(Saved data entries)
-*-*-

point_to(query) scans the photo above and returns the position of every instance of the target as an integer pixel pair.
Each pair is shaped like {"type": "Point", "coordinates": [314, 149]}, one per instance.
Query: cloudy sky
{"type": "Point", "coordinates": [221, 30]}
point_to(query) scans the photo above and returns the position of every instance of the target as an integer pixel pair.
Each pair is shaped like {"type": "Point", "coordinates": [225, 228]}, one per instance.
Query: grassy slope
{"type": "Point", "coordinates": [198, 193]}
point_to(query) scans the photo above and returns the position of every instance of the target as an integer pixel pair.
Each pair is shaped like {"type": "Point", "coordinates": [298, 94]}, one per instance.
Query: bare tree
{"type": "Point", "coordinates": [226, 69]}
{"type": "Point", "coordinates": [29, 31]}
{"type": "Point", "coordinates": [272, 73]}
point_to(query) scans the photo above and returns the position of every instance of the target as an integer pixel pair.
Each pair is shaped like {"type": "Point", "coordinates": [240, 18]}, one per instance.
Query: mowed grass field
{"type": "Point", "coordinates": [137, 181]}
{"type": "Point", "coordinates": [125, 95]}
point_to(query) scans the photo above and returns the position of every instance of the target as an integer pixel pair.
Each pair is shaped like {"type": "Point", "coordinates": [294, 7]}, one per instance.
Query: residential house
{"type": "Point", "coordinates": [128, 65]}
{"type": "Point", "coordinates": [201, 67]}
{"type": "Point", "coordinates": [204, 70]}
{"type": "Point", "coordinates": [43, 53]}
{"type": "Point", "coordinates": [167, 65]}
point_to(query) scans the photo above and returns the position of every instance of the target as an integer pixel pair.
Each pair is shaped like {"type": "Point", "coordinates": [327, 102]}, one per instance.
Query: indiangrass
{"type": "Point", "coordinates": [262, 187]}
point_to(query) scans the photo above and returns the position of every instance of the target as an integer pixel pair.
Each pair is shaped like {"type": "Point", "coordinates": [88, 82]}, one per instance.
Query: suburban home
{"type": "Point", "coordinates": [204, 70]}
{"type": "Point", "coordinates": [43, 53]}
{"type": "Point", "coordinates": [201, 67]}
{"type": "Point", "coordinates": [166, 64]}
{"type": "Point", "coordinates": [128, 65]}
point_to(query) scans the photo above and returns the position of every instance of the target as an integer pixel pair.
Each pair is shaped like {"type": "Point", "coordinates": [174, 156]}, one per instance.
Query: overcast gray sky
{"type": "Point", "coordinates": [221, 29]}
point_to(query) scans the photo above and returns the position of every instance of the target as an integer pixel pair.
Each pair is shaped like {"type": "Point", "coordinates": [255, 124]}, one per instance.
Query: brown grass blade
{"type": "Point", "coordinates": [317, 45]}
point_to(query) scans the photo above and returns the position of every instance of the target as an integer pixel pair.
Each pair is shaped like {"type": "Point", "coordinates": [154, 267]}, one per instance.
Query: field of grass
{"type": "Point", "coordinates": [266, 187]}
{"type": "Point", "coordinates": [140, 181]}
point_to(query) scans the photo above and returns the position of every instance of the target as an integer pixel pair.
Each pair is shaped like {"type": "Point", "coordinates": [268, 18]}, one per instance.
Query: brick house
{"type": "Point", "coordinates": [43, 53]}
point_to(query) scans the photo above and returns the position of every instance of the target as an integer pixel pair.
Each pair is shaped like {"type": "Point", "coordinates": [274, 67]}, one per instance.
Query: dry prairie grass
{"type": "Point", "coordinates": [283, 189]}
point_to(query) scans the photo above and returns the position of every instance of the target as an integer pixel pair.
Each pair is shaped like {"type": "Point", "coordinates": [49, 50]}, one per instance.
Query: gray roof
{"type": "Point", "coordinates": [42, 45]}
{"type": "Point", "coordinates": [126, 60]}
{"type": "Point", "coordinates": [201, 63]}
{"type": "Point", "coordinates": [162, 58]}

-*-*-

**Required action**
The output is every entry, printed exactly as it reads.

**Reply to the exercise**
point_to(query) scans the photo above and returns the position of every instance of the target as an integer pixel pair.
Each pair is shaped like {"type": "Point", "coordinates": [314, 149]}, one per instance.
Query: cloudy sky
{"type": "Point", "coordinates": [221, 30]}
point_to(query) scans the photo above and returns the position of every instance of the target as an integer pixel pair.
Each pair is shaped like {"type": "Point", "coordinates": [225, 228]}, one per instance.
Query: grassy slope
{"type": "Point", "coordinates": [198, 193]}
point_to(query) scans the photo above and returns the position of every instance of the target as an integer pixel pair.
Each pair is shaped like {"type": "Point", "coordinates": [298, 94]}, one per instance.
Query: bare tree
{"type": "Point", "coordinates": [226, 69]}
{"type": "Point", "coordinates": [29, 31]}
{"type": "Point", "coordinates": [272, 73]}
point_to(query) scans the photo above and returns the position of every instance of the target as an integer pixel pair.
Each pair is shaped like {"type": "Point", "coordinates": [240, 18]}, one per instance.
Query: mowed grass field
{"type": "Point", "coordinates": [137, 181]}
{"type": "Point", "coordinates": [125, 95]}
point_to(query) scans the photo above and returns the position of every instance of the target as an integer pixel pair.
Each pair is shaped like {"type": "Point", "coordinates": [294, 7]}, one per instance.
Query: residential house
{"type": "Point", "coordinates": [128, 65]}
{"type": "Point", "coordinates": [201, 67]}
{"type": "Point", "coordinates": [204, 70]}
{"type": "Point", "coordinates": [43, 53]}
{"type": "Point", "coordinates": [167, 65]}
point_to(query) scans the photo above and returns the position of every instance of the target as an integer pixel pair.
Each pair is shaped like {"type": "Point", "coordinates": [327, 102]}, one per instance.
Query: indiangrass
{"type": "Point", "coordinates": [262, 187]}
point_to(query) scans the photo above and returns the position of every instance of the target as an integer pixel pair.
Each pair is shaped like {"type": "Point", "coordinates": [88, 82]}, one per instance.
Query: suburban home
{"type": "Point", "coordinates": [204, 70]}
{"type": "Point", "coordinates": [43, 53]}
{"type": "Point", "coordinates": [201, 67]}
{"type": "Point", "coordinates": [166, 64]}
{"type": "Point", "coordinates": [128, 65]}
point_to(query) scans the photo above and returns the position of every instance of the target as an integer pixel pair.
Each pair is shaped like {"type": "Point", "coordinates": [174, 156]}, one per instance.
Query: overcast gray sky
{"type": "Point", "coordinates": [221, 29]}
point_to(query) scans the photo above and returns the position of every instance of the target as an integer pixel pair.
Each pair is shaped like {"type": "Point", "coordinates": [255, 124]}, one per instance.
Query: brown grass blade
{"type": "Point", "coordinates": [317, 45]}
point_to(query) scans the photo above and returns the position of every instance of the target as an integer pixel pair.
Each pair is shaped like {"type": "Point", "coordinates": [154, 267]}, one per instance.
Query: field of grass
{"type": "Point", "coordinates": [266, 187]}
{"type": "Point", "coordinates": [140, 181]}
point_to(query) scans the photo above and returns the position of every instance of the target as an integer pixel pair.
Each pair is shaped like {"type": "Point", "coordinates": [268, 18]}, one per instance.
Query: brick house
{"type": "Point", "coordinates": [43, 53]}
point_to(query) scans the photo above and returns the position of every instance of the target as an integer pixel pair.
Each pair is shaped like {"type": "Point", "coordinates": [274, 67]}, one per instance.
Query: dry prairie grass
{"type": "Point", "coordinates": [283, 189]}
point_to(query) scans the photo above and returns the position of every instance of the target as an integer pixel pair.
Each pair is shaped like {"type": "Point", "coordinates": [49, 50]}, one per instance.
Query: gray roof
{"type": "Point", "coordinates": [42, 45]}
{"type": "Point", "coordinates": [126, 60]}
{"type": "Point", "coordinates": [201, 63]}
{"type": "Point", "coordinates": [162, 58]}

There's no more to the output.